[Goal of the exercise]:
Without any pictures, restate the full set of records below exactly.

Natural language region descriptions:
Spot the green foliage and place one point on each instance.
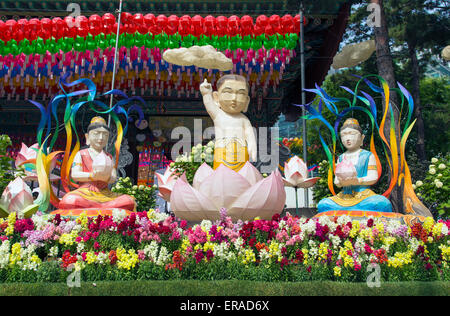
(144, 195)
(434, 189)
(189, 163)
(321, 189)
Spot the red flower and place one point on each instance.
(112, 257)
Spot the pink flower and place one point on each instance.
(141, 255)
(345, 169)
(296, 174)
(243, 198)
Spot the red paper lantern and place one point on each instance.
(149, 20)
(262, 21)
(95, 24)
(287, 23)
(197, 25)
(233, 25)
(221, 25)
(126, 18)
(11, 26)
(172, 25)
(185, 26)
(160, 24)
(274, 22)
(209, 25)
(246, 25)
(108, 19)
(138, 20)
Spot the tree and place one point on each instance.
(418, 26)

[Result of the task]:
Spot the green foliage and place one point on each instance.
(144, 195)
(434, 189)
(189, 163)
(321, 189)
Spot the red flower and place one point on each instance.
(112, 257)
Spot the pink flower and place one point on each instance.
(141, 255)
(345, 169)
(296, 174)
(243, 198)
Spot the red paper lantern and place one point on each instance.
(149, 20)
(262, 21)
(95, 24)
(287, 23)
(197, 25)
(233, 25)
(221, 25)
(126, 18)
(11, 26)
(172, 25)
(185, 26)
(160, 24)
(274, 22)
(209, 25)
(246, 25)
(108, 19)
(138, 20)
Spot the tree and place one point on each instance.
(418, 26)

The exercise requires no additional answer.